* _Problem to solve_: Scale the entries from the start up to and including the line that contains "pixel 306 407", writing those lines out again with the requests included. Multiply every pixel coordinate in the answers by 0.9 and round to whole numbers, with halves going up, while leaving the requests and their format wording unchanged.

* _Raw records_:
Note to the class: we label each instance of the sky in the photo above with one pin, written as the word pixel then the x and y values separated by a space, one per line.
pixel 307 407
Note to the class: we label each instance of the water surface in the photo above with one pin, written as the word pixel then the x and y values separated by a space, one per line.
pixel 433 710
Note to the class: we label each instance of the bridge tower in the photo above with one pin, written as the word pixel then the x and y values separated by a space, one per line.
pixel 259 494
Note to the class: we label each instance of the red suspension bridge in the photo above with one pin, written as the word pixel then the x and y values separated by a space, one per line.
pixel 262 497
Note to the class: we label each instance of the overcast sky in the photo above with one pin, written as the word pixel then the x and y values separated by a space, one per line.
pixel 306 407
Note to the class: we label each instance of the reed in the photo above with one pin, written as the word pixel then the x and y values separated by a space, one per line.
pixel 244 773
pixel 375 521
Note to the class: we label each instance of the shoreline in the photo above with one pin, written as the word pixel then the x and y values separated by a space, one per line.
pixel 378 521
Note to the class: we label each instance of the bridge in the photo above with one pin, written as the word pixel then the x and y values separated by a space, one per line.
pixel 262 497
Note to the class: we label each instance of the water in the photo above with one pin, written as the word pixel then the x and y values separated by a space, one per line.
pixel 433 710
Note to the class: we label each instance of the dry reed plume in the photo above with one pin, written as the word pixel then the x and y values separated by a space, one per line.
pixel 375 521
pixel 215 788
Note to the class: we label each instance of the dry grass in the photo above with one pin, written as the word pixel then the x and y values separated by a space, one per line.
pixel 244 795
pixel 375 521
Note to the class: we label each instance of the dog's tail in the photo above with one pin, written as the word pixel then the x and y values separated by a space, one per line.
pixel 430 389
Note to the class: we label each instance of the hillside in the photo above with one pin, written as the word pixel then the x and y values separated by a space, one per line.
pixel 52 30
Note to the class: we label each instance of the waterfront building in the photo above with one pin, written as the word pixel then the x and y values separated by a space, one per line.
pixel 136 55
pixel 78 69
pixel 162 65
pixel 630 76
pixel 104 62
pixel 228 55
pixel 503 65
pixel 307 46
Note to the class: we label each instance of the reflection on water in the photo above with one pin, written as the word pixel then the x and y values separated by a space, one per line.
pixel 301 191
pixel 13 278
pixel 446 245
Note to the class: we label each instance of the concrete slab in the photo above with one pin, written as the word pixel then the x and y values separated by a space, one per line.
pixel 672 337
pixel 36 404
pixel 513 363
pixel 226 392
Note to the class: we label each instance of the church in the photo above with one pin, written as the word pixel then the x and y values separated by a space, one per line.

* _Response_:
Note to the class: we label each instance of the sky in the photo above with one pin, written as the word pixel then the x and y values separated by a space, one per line.
pixel 276 366
Note to the class: we label each instance of the water surface in the photo above with one pin, written as the word pixel then the x and y values separated by a space, one per line.
pixel 390 639
Note to the class: we label each instance of the bridge tower in the photo above with one pin, written as the word pixel then the x and y values separated by a space, one per line.
pixel 233 445
Note to the class: we label each instance of the red suspension bridge in the photo above with one pin, written as the word pixel then the x and y values separated by a space, one per line.
pixel 236 447
Note to the class: we label each instance of the overcast sky in the photo above with one pin, written as the word pixel then the x and y values separated by a space, one per line.
pixel 275 366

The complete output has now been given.